#### [WRITTEN REQUEST A]
Answer these from the Master Services Agreement excerpt:
(i) What date is given as the Effective Date?
(ii) How many days of prior written notice does termination without cause require?
(iii) After written notice, how long may a failure by AMI to pay remain uncured before the Manager may terminate or suspend?
#### [WRITTEN REQUEST B]
Write the next portion of the Master Services Agreement excerpt, picking up right after its final sentence.

#### [TEXT EXCERPT]
MASTER SERVICES AGREEMENT
Exhibit 6.2
ReAlpha Asset Management, Inc. with offices located at 0000 Xxxxxxxxx Xxxx Xxxxx 000 Xxxxxx, XX 00000 (“AMI”) and ReAlpha Operations, Inc. with its principal offices located at 0000 Xxxxxxxxx Xxxx Xxxxx 000 Xxxxxx, XX 00000 (“Manager”) (each a “Party” or in the aggregate “Parties”) hereby enter into this Master Services Agreement (“MSA”) effective 04/28/2021 (“Effective Date”).
NOW, THEREFORE, Manager and AMI, for good and valuable mutual consideration, hereby agree as follows:
1. Structure of the Agreement. Manager or its designated affiliate shall provide the services (“Services”) specified in service schedules (“Schedules”) to, and its subsidiaries as may exist from time to time, referencing this MSA and executed by the Parties. Each Schedule may have attached one or more statements of work (“SOWs”) and exhibits. Each such Schedule, SOW, and exhibit is an “Incorporated Document.” This MSA and the Incorporated Documents are collectively referred to herein as the “Agreement.” In the event of a conflict between the terms of this MSA and the terms of any Incorporated Document, the terms of this MSA shall control; provided however, the Parties may expressly or specifically authorize in writing that a particular term or terms of an Incorporated Document shall control over a particular term of this MSA and then only to the extent provided in such Incorporated Document. Any Manager subsidiary may issue a Schedule, and such issuance will be deemed to be that subsidiary’s agreement to be bound by this Agreement. Unless the Manager otherwise agrees in writing, AMI shall guarantee payment of all Services for any Schedules under this Agreement.
2. Term and Termination.
2.1 Term. The term of this MSA begins on the Effective Date and continues until the earlier of: (a) the expiration or termination of all Incorporated Documents in accordance with their terms, or (b) the termination of this MSA in accordance with its terms, in which case all Incorporated Documents will also terminate, subject to their respective termination provisions.
2.2 Termination. This MSA or any Schedule or SOW may be terminated by either Party: (a) without cause upon one hundred eighty (180) days prior written notice; (b) with cause upon the commission of a material breach of this Agreement which is not cured within sixty (60) days after the breaching Party receives notice (except for default in payment which is addressed below); or (c) if the other Party becomes insolvent or bankrupt. The Manager may also, at its option, terminate this MSA or any Schedule or SOW or suspend the Services or any part thereof upon any failure of AMI to pay when due any amounts due hereunder, which failure remains uncured for a period of thirty (30) days after written notice of intent to terminate or suspend such services or agreements.

#### [DATASET ENTRIES]
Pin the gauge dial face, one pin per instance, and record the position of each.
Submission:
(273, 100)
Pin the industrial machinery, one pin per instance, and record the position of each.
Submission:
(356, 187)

#### [EXPECTED OUTPUT A]
(i) 04/28/2021
(ii) One hundred eighty (180) days
(iii) Thirty (30) days

#### [EXPECTED OUTPUT B]
3. Fees, Charges and Expenses.
3.1 Fees, Charges and Expenses. AMI shall pay to the Manager all fees, charges and expenses (“Fees”) as specified in this Agreement with no right of set-off for any claim filed against the Manager. Manager shall invoice AMI in accordance with the terms set forth in the applicable Schedule or SOW. If AMI in good faith disputes an amount set forth on an invoice, AMI shall pay the undisputed amount and shall promptly notify the Manager of such dispute and work in good faith with the Manager to promptly resolve the disputed amount. All Fees will be billed and paid in U. S. dollars, unless otherwise provided in a Schedule. Except as otherwise set forth in an Incorporated Document, the Fees set forth therein may be adjusted at any time by the mutual written agreement of the Parties.
3.2 Surcharges. AMI shall pay all fuel, security or other surcharges (“Surcharges”) that may be imposed on the Manager by law or by governmental agencies. AMI also agrees to pay Surcharges imposed on the Manager by its providers, including its affiliates, provided that the Manager uses commercially reasonable efforts to minimize Surcharges and the Manager generally applies the Surcharges across its base.
3.3 Late Payments. If AMI fails to make a payment of the Fees when due, AMI shall pay to the Manager a late payment charge which shall be equal to 5% of the unpaid amount of such Fees. Such late payment fee shall be charged for any month where AMI fails to make a payment of the Fees when due.
3.4 Taxes. AMI agrees to pay, indemnify and hold the Manager and its affiliates harmless from and against all sales, use, personal property, gross receipts, excise, franchise and business taxes (including any penalties, fines or interest thereon), except for taxes on revenue earned by the Manager, imposed by any federal, state or local government or taxing authority with respect to the Services performed by the Manager under this Agreement.
4. Indemnification.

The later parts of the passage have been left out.